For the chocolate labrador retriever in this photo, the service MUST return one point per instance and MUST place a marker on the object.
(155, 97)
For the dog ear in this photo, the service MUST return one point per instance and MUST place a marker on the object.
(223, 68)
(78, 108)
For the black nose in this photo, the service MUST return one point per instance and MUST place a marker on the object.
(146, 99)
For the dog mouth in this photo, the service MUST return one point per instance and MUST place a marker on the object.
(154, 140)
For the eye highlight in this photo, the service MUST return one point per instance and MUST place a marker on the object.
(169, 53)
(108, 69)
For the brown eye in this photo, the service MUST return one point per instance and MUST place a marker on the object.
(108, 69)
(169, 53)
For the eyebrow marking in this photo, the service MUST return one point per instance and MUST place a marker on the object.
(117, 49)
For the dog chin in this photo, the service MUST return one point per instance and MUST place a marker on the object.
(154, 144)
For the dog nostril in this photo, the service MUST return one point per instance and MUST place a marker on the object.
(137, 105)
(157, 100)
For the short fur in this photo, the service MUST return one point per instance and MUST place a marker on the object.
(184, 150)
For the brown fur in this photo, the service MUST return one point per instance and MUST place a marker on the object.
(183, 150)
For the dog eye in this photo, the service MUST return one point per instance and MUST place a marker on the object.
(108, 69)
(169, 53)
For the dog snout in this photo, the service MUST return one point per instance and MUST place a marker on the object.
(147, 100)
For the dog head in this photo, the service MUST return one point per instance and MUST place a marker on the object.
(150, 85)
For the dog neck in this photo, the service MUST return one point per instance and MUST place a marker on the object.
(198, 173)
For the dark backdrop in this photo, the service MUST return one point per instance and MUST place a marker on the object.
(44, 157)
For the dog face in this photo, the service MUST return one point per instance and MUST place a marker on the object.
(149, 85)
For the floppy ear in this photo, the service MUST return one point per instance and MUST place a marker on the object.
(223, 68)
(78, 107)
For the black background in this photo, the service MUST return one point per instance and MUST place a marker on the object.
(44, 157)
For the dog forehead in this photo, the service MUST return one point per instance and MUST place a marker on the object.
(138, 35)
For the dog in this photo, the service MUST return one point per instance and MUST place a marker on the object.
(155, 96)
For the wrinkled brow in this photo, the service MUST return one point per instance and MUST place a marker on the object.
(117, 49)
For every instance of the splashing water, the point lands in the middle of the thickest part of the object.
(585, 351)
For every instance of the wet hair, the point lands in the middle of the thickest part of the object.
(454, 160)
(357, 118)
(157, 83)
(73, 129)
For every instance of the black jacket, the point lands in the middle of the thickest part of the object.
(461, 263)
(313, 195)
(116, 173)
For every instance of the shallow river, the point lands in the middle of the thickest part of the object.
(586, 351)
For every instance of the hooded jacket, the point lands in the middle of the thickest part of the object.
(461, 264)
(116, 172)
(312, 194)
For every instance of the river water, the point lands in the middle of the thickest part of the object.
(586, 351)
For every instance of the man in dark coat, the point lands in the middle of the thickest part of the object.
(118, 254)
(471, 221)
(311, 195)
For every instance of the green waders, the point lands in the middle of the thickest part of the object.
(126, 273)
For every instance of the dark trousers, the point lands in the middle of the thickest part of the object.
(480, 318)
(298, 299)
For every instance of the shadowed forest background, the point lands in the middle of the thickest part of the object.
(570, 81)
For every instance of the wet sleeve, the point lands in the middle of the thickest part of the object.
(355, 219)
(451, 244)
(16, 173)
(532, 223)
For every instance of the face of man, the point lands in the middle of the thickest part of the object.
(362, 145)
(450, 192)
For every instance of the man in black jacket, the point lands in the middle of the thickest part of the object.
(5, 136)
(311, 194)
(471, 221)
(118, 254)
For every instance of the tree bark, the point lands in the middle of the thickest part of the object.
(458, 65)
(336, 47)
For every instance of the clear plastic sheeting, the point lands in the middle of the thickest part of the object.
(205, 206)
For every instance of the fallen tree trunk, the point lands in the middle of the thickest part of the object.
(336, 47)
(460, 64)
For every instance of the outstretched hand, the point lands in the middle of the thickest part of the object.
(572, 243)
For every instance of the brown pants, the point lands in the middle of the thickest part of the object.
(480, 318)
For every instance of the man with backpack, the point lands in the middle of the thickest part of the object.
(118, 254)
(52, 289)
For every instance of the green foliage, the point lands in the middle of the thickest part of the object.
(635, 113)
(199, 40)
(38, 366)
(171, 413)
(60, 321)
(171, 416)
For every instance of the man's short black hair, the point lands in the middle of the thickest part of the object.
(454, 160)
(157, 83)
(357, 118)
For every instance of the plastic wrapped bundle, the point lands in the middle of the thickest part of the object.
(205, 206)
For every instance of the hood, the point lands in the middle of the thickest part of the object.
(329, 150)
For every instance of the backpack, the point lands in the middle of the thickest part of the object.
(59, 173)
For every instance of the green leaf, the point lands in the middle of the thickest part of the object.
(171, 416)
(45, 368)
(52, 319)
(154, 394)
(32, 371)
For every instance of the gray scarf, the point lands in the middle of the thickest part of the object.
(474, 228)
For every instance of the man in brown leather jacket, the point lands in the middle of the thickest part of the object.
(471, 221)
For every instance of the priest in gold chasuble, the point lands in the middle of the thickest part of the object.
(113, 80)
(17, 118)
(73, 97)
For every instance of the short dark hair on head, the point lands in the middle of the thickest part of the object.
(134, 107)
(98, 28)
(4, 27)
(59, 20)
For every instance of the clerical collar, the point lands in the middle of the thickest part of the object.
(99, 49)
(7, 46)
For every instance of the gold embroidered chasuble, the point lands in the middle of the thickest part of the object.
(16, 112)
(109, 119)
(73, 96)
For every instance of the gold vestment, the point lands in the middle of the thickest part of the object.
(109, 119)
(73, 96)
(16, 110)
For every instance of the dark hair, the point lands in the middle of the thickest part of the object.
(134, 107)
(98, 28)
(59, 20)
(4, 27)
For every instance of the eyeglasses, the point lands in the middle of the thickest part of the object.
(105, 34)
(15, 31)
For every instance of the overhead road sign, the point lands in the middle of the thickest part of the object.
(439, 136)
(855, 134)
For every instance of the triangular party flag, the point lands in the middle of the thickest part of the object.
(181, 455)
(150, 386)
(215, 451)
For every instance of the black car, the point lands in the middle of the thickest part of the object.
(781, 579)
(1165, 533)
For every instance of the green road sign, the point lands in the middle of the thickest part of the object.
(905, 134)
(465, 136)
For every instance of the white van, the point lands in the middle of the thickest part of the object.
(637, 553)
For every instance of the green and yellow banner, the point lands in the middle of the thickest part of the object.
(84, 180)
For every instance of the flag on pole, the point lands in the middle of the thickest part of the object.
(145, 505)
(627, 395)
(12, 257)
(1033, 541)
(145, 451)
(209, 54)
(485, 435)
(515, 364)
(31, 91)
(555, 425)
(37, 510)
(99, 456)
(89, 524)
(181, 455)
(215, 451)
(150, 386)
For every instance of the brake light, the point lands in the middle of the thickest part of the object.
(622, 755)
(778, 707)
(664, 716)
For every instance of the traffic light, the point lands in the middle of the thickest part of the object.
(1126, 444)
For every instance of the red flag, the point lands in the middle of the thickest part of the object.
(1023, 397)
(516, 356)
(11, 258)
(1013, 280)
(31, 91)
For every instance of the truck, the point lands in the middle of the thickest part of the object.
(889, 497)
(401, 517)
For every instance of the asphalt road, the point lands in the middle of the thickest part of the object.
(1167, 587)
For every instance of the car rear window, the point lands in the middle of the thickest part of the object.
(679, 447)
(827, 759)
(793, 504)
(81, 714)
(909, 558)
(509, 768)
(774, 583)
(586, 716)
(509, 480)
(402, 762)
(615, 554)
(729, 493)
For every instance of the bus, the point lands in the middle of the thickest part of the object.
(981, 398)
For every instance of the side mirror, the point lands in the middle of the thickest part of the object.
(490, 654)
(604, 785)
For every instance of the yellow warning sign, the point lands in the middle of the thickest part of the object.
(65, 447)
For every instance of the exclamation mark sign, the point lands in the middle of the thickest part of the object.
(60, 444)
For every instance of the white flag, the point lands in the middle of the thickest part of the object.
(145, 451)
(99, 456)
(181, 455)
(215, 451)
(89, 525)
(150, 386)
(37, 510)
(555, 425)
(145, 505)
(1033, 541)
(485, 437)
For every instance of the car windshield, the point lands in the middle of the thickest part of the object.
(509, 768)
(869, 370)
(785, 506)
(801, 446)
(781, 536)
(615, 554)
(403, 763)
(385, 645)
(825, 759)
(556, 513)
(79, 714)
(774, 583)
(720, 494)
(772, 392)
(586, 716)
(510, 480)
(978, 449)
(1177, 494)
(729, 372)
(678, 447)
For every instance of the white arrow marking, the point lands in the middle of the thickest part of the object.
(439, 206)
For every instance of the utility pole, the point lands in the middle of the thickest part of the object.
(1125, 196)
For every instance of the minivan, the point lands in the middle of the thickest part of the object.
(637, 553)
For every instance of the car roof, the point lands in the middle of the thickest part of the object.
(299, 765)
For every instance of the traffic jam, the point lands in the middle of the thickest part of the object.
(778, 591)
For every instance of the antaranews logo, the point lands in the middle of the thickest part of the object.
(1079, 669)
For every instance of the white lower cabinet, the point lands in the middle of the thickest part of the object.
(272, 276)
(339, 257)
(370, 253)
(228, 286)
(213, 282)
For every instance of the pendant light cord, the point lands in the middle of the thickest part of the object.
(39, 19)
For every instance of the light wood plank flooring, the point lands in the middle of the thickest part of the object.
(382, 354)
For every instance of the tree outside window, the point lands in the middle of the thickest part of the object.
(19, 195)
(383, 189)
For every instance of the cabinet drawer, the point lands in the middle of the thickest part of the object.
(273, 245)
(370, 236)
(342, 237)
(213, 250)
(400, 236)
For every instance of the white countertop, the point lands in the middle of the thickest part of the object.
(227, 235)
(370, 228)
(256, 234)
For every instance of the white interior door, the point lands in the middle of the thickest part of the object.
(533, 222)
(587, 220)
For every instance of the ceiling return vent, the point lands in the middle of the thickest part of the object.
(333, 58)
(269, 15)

> [Work instructions]: Rewrite the stretch from the line containing "For every instance of the man in brown" through the line containing "(1165, 533)", substituting "center" for "middle" and leaving all else unchanged.

> [Answer for the task]:
For every instance of the man in brown leather jacket, the point lands in the center of the thickest part of the object.
(471, 221)
For every instance of the priest in gold chasuble, the point lands in the center of the thickest part of the object.
(113, 80)
(17, 118)
(73, 97)
For every instance of the short dark hair on head, the point lands in the center of the thickest part of the object.
(134, 107)
(98, 28)
(4, 27)
(59, 20)
For every instance of the clerical collar, the point lands in the center of the thickest part of the object.
(99, 49)
(7, 46)
For every instance of the gold embroidered chasuble, the point lands in the center of the thickest part of the object.
(16, 112)
(109, 119)
(73, 96)
For every instance of the gold vestment, the point lands in the center of the thickest part of the object.
(109, 119)
(73, 96)
(16, 110)
For every instance of the dark hair, the point lands in the center of the thickest part of the object.
(134, 107)
(98, 28)
(59, 20)
(4, 27)
For every instance of the eyeglasses, the point lands in the center of the thickest part of the object.
(105, 34)
(15, 31)
For every instance of the overhead road sign, the point lands in the center of the thickest part of the object.
(439, 136)
(855, 134)
For every instance of the triangular party flag, the point lands in the center of the thickest part of the object.
(181, 455)
(150, 386)
(215, 451)
For every instance of the black car, the point lands in the center of the thickest part of the object.
(781, 579)
(1165, 533)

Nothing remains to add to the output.